▸ EXTRACT
Sunday, August 14, 2016

A Parade of Cockeyed Creatures: Review

George Baxt is at his weirdly fantastic best in A Parade of Cockeyed Creatures OR Did Someone Murder Our Wandering Boy? (1967) He introduces us to an eclectic cast of characters, some really quite odd, whose lives have mingled with the "wandering boy." The investigation brings the reader in contact with several social concerns of the 1960s--including the peace movement, drugs, organized crime, and a touch of the occult. Not quite as far out as some of his other work, Parade also introduces a very human element to his carnival of the absurd in the person of investigating officer. 

The story opens with Marcus and Wilma Blaney in the Missing Persons office of the police department. Max Van Larsen is the cop there to help them. Van Larsen has just returned from compassionate leave after the death of his wife and son in an automobile accident. He isn't very grief-stricken--in fact, he feels a bit empty because he never really felt much at all for these two people who shared his life. His investigation into Henry Thorpe "Tippy" Blaney's disappearance will help him understand his own son and himself as he learns and begins to care about a boy he's never met.

[Coordinate annotation records]
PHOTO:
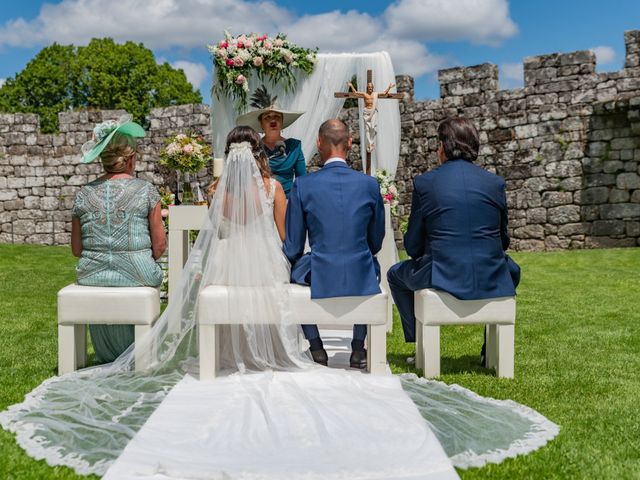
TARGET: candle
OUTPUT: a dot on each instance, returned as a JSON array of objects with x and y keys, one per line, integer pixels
[{"x": 218, "y": 164}]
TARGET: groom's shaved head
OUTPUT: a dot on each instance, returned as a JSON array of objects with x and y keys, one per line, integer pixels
[{"x": 334, "y": 132}]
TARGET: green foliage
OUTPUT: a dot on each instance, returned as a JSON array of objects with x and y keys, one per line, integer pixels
[{"x": 101, "y": 75}]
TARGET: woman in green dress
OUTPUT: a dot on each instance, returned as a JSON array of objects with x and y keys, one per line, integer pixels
[
  {"x": 116, "y": 228},
  {"x": 286, "y": 159}
]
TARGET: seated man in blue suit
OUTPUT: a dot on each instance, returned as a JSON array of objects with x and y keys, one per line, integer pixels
[
  {"x": 342, "y": 212},
  {"x": 457, "y": 232}
]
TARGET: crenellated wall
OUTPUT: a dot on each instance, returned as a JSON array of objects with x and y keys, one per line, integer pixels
[{"x": 568, "y": 144}]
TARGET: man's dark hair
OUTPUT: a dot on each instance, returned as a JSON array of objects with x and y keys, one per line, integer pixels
[
  {"x": 335, "y": 132},
  {"x": 459, "y": 139}
]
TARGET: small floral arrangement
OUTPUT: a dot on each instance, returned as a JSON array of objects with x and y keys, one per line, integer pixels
[
  {"x": 235, "y": 58},
  {"x": 388, "y": 189},
  {"x": 186, "y": 153}
]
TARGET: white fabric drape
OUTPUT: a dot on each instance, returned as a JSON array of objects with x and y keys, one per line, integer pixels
[{"x": 314, "y": 95}]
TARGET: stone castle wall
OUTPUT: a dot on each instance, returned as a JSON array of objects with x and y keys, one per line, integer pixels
[{"x": 567, "y": 143}]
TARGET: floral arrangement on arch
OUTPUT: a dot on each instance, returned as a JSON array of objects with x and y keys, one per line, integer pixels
[
  {"x": 273, "y": 58},
  {"x": 388, "y": 189},
  {"x": 187, "y": 153}
]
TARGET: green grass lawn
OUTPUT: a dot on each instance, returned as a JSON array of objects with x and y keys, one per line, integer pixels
[{"x": 577, "y": 357}]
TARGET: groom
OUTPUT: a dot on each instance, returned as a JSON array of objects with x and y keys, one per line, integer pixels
[{"x": 342, "y": 212}]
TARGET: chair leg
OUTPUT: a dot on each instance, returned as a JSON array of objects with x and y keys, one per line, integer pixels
[
  {"x": 208, "y": 351},
  {"x": 431, "y": 354},
  {"x": 506, "y": 351},
  {"x": 419, "y": 345},
  {"x": 72, "y": 348},
  {"x": 377, "y": 352},
  {"x": 492, "y": 346},
  {"x": 142, "y": 349}
]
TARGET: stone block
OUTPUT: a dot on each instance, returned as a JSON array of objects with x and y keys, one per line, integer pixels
[
  {"x": 607, "y": 227},
  {"x": 618, "y": 196},
  {"x": 629, "y": 211},
  {"x": 529, "y": 231},
  {"x": 554, "y": 199},
  {"x": 536, "y": 215},
  {"x": 612, "y": 166},
  {"x": 24, "y": 227},
  {"x": 599, "y": 179},
  {"x": 632, "y": 229},
  {"x": 628, "y": 181},
  {"x": 564, "y": 214},
  {"x": 563, "y": 169},
  {"x": 571, "y": 229}
]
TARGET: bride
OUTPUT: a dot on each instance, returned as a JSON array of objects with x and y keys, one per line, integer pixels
[{"x": 288, "y": 418}]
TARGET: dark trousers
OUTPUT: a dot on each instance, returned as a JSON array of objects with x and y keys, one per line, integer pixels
[
  {"x": 312, "y": 334},
  {"x": 403, "y": 283}
]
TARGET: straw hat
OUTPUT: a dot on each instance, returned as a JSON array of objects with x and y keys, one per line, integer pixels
[{"x": 263, "y": 102}]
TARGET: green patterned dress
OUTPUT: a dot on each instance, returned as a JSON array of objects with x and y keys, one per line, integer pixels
[{"x": 116, "y": 248}]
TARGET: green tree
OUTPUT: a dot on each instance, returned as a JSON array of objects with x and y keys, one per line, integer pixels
[{"x": 101, "y": 75}]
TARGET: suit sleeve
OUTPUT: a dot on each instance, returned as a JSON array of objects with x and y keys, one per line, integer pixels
[
  {"x": 504, "y": 216},
  {"x": 416, "y": 231},
  {"x": 295, "y": 227},
  {"x": 375, "y": 230}
]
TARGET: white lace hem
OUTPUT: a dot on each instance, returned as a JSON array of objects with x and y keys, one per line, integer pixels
[{"x": 542, "y": 431}]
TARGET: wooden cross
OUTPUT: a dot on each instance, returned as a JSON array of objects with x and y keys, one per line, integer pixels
[{"x": 385, "y": 94}]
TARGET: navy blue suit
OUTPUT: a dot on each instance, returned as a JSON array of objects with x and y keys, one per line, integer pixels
[
  {"x": 342, "y": 212},
  {"x": 456, "y": 238}
]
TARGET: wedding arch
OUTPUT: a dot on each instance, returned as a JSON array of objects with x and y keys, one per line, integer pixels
[{"x": 314, "y": 95}]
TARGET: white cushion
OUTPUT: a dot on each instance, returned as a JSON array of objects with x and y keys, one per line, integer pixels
[
  {"x": 79, "y": 304},
  {"x": 368, "y": 310},
  {"x": 434, "y": 307}
]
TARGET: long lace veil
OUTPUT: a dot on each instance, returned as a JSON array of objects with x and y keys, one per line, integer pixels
[{"x": 85, "y": 419}]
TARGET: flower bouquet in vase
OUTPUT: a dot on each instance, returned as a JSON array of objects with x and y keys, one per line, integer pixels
[{"x": 187, "y": 154}]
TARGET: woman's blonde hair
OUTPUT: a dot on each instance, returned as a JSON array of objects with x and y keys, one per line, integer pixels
[{"x": 116, "y": 155}]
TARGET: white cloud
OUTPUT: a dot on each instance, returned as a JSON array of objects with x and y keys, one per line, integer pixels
[
  {"x": 511, "y": 75},
  {"x": 188, "y": 24},
  {"x": 480, "y": 21},
  {"x": 195, "y": 72},
  {"x": 158, "y": 24},
  {"x": 604, "y": 54}
]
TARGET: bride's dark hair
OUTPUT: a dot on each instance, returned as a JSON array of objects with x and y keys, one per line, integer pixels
[{"x": 247, "y": 134}]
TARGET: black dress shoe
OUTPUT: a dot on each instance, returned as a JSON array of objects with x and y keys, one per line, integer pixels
[
  {"x": 320, "y": 356},
  {"x": 358, "y": 359}
]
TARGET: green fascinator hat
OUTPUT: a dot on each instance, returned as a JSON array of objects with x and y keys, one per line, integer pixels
[{"x": 104, "y": 132}]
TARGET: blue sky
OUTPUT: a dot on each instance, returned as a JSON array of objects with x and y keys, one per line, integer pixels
[{"x": 421, "y": 35}]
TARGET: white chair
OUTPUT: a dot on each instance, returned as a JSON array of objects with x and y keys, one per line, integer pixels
[
  {"x": 79, "y": 306},
  {"x": 213, "y": 310},
  {"x": 434, "y": 308}
]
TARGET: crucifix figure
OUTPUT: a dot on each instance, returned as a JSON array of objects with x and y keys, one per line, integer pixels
[{"x": 370, "y": 111}]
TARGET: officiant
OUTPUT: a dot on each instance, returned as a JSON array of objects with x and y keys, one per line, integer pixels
[{"x": 286, "y": 159}]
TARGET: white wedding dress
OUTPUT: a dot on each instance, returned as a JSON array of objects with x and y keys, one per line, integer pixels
[{"x": 274, "y": 414}]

▸ WHAT TO DO
1. Which social concerns of the 1960s does the review of A Parade of Cockeyed Creatures say the investigation touches on?
2. Continue the review of A Parade of Cockeyed Creatures after its last sentence.

▸ RESULTS OF THE EXERCISE
1. The peace movement, drugs, organized crime, and the occult.

2.
After  listening to the Blaneys' description of Tippy and the events leading up to his disappearance, his first question is "Why'd you wait five days before reporting your son missing?" Their feeble excuses don't convince him and when he meets those who knew Tippy best--his schoolteacher, Sylvia Plotkin (one of the most normal characters in the book); his friend Ashley Tybor, who is obsessed with death and goes by the name "Prince of Darkness"; an art dealer who smuggles drugs amongst the art pieces; an artist addicted to heroin; an "aunt" with ties to mob; and a girlfriend who refused to marry him--he discovers that there is more to Tippy's last few days than his parents have told. There are several car accidents involved in the plot and Baxt plays a bit of sleight-of-hand on who died in which accident. The swirling colors and mixed messages of his carnival of clues keeps the reader on his toes and it will be a canny reader indeed who figures out what happened to Tippy before the final reveal.

This is one of Baxt's better novels--well-written and it does a good job mixing the absurd with the serious. It was nice to watch the growth of Van Larsen even while laughing at some of the situations he found himself in. My primary complaint is with the lack of fair-play clueing--but Baxt isn't exactly well-known for that. Overall, an entertaining read and well worth the time. ★★ and a half.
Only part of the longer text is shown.